RECORD EXTRACTS
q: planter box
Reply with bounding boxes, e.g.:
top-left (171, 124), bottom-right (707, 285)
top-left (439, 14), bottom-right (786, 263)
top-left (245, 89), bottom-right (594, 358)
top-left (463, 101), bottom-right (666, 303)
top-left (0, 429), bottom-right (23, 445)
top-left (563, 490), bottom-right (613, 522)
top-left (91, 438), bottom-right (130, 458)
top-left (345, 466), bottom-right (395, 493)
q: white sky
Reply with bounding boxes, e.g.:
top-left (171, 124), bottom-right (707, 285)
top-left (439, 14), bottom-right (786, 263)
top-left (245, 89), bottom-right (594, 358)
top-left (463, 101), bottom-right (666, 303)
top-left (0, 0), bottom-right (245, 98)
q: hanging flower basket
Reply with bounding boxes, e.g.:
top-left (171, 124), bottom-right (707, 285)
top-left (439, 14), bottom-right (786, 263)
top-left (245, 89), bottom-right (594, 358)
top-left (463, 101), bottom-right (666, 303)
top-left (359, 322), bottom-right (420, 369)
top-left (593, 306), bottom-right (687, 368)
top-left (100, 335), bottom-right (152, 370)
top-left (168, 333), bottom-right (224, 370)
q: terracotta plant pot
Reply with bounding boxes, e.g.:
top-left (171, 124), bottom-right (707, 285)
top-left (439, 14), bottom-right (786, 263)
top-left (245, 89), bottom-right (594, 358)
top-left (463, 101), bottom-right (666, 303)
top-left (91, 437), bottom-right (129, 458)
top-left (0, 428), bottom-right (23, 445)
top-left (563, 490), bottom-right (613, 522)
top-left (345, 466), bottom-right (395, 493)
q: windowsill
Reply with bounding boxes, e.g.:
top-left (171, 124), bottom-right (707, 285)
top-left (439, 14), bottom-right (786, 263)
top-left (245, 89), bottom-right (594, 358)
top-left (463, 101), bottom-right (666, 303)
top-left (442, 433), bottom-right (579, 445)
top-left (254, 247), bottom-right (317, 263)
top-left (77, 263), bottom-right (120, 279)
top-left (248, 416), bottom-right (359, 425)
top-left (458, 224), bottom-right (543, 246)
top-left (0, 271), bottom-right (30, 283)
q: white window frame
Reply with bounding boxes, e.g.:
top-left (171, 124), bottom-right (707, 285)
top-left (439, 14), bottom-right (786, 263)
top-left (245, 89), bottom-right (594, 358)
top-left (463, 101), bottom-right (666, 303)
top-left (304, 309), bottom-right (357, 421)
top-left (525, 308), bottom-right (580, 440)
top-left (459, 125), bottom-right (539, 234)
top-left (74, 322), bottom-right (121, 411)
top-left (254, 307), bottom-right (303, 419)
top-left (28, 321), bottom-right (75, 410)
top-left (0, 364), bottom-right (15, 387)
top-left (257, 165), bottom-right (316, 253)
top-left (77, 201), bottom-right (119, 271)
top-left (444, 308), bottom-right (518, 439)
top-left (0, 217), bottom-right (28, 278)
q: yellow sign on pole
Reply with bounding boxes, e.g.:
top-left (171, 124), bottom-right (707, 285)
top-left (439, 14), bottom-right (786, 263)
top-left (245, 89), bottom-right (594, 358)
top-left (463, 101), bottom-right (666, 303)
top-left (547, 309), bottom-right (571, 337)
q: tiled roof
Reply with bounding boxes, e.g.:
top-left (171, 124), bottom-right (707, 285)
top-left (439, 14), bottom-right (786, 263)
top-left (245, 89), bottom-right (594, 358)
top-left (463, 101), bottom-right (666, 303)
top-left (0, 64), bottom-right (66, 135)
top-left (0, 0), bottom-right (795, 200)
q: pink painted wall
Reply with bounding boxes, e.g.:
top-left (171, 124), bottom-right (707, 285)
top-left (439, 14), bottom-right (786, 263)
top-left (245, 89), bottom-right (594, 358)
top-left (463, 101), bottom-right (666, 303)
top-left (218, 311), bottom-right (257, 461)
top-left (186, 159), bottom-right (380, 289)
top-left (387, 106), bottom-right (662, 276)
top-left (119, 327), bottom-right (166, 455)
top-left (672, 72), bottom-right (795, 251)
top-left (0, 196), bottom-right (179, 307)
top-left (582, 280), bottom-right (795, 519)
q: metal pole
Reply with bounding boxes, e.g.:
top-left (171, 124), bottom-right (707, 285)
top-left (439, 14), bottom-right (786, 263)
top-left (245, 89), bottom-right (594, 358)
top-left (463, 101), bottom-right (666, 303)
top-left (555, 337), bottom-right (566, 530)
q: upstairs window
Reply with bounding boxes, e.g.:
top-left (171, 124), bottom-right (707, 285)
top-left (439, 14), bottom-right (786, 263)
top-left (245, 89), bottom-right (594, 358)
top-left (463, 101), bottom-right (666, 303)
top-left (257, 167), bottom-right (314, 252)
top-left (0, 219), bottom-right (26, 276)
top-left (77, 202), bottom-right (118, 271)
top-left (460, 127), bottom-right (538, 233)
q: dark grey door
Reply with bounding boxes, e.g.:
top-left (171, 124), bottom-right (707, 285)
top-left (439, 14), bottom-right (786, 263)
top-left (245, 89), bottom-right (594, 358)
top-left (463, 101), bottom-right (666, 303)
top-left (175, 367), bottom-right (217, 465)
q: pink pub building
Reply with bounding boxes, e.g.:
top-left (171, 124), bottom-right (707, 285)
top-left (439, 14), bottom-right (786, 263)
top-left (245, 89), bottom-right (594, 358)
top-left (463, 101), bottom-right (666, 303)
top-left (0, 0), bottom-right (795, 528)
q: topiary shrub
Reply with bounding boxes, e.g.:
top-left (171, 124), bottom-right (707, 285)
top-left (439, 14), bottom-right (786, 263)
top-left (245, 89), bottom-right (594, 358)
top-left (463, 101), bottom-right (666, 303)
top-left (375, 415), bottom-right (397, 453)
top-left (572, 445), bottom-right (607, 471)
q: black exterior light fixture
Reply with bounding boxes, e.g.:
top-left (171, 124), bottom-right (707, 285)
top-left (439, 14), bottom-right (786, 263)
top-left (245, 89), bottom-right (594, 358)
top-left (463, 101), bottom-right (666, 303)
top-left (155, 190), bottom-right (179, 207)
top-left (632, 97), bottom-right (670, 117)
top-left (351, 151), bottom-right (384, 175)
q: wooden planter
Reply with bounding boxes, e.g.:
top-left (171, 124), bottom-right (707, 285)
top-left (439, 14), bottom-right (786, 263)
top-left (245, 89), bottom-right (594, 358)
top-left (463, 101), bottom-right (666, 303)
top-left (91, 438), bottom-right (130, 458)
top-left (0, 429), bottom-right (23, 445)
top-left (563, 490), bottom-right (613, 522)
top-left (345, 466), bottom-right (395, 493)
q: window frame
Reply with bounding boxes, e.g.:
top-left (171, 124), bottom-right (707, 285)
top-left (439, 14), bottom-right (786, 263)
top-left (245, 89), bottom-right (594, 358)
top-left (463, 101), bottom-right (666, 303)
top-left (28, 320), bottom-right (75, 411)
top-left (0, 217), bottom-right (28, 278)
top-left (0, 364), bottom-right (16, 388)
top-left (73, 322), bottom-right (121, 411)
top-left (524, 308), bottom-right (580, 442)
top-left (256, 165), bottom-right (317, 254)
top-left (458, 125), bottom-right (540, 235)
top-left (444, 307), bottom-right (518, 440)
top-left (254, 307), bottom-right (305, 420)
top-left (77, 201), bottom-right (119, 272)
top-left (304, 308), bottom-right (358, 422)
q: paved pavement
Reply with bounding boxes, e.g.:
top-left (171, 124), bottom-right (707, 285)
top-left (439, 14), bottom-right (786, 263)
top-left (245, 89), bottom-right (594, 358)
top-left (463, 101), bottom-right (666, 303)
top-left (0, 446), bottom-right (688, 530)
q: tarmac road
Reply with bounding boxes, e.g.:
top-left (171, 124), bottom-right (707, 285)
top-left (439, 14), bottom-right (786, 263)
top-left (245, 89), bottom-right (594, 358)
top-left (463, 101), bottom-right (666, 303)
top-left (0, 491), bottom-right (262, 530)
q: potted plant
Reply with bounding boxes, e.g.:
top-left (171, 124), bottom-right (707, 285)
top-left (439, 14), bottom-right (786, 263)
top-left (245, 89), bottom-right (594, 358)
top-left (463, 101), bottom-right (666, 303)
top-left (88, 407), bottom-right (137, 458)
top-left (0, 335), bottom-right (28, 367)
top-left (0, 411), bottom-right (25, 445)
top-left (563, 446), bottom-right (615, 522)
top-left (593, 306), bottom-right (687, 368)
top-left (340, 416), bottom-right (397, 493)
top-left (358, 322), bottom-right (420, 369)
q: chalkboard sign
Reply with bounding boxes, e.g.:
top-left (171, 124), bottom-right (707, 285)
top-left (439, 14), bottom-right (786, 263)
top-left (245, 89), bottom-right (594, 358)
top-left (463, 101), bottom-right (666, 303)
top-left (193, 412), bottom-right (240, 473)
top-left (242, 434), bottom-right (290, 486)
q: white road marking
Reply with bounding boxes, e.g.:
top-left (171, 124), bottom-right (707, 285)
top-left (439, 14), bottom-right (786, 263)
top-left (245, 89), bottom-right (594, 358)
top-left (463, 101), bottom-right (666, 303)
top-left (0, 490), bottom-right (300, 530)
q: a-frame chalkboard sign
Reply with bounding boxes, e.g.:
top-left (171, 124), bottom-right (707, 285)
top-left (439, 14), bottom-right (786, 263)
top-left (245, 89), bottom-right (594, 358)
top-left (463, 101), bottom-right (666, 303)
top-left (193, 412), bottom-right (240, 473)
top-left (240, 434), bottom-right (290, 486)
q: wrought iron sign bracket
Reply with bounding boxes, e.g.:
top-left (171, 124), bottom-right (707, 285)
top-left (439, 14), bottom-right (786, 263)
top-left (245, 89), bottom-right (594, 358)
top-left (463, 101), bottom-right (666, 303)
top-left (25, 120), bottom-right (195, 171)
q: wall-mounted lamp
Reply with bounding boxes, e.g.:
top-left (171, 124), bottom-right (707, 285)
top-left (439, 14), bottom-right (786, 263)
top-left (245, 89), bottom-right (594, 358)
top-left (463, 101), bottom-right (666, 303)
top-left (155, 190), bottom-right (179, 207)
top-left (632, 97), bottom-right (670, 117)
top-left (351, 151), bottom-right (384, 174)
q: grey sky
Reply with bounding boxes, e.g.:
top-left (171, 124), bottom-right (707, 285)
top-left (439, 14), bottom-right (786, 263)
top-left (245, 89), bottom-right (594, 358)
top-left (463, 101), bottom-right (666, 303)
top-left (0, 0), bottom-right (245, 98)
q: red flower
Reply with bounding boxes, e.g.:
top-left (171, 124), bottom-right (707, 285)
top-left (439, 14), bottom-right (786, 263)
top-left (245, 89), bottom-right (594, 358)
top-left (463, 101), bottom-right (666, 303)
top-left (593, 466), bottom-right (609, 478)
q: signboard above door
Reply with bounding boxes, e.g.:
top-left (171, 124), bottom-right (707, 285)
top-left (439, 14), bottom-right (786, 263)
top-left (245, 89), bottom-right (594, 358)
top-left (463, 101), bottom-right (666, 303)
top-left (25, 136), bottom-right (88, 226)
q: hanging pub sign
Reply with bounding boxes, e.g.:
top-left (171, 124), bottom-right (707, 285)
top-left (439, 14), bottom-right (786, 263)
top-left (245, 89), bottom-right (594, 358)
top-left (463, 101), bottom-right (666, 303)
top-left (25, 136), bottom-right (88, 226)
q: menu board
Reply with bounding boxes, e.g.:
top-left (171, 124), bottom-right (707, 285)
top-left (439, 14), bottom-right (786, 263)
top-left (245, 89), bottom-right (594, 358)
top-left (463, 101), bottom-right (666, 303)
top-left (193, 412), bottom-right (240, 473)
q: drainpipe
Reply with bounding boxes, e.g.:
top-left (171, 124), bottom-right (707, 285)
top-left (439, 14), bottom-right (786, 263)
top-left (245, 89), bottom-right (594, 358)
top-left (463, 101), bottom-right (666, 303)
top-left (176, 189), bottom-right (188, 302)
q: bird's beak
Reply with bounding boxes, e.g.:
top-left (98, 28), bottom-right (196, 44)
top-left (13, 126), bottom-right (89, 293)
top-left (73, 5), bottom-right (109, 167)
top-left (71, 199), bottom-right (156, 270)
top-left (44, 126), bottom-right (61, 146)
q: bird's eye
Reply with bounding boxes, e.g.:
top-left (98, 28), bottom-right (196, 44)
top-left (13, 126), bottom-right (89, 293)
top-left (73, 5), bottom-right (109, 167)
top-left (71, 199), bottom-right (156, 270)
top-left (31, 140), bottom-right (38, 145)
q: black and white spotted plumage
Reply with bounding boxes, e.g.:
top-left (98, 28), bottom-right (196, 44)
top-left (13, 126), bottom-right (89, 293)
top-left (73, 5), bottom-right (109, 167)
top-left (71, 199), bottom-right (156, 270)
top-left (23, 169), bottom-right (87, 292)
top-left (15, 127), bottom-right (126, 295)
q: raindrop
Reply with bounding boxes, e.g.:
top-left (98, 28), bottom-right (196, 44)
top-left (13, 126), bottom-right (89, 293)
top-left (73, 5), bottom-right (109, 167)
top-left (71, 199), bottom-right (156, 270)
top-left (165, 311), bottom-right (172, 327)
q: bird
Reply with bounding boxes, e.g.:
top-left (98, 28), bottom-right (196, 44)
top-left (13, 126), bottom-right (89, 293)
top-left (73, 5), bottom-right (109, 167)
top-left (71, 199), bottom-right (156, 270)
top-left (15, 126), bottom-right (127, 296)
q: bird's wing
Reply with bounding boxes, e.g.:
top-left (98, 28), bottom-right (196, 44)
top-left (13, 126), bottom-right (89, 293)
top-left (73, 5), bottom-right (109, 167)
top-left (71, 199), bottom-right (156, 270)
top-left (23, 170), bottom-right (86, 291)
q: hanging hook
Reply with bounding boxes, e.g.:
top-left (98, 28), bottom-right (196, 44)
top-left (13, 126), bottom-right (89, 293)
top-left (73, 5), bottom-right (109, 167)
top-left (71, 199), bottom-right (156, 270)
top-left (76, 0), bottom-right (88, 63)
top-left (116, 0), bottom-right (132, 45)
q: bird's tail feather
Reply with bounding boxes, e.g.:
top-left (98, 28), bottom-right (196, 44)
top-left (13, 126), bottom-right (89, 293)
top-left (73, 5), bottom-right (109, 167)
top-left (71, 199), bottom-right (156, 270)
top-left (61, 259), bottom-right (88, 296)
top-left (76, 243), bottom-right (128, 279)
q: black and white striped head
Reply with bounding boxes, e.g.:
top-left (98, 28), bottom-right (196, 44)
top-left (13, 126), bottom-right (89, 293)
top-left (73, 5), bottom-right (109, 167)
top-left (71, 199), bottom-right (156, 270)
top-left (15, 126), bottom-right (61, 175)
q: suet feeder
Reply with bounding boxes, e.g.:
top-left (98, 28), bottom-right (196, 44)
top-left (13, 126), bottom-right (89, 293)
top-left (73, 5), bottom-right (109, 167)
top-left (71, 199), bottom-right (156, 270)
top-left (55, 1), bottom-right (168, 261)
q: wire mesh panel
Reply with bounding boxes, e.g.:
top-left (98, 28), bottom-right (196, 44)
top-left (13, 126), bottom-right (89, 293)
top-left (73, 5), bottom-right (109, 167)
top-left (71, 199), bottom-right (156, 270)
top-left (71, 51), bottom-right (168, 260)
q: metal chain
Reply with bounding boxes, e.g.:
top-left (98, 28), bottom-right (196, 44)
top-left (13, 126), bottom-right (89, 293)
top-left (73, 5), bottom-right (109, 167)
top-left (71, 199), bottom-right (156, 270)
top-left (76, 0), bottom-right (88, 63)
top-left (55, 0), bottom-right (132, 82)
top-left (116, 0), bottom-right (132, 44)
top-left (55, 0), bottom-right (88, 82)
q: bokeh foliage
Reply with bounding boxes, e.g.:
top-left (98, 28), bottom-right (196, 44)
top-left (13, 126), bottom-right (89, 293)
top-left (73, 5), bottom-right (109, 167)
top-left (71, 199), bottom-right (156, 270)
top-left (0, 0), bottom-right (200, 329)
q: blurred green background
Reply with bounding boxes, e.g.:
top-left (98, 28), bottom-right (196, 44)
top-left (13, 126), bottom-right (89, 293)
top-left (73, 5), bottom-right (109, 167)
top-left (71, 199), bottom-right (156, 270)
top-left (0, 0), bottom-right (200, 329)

WHAT TO PRODUCE
Reproduce verbatim the rows from the line containing "q: yellow sign on pole" up to and including the line containing "top-left (547, 309), bottom-right (571, 337)".

EXERCISE OUTPUT
q: yellow sign on pole
Reply with bounding boxes, e.g.:
top-left (171, 124), bottom-right (707, 285)
top-left (439, 14), bottom-right (786, 263)
top-left (245, 89), bottom-right (594, 358)
top-left (463, 101), bottom-right (666, 303)
top-left (547, 309), bottom-right (571, 337)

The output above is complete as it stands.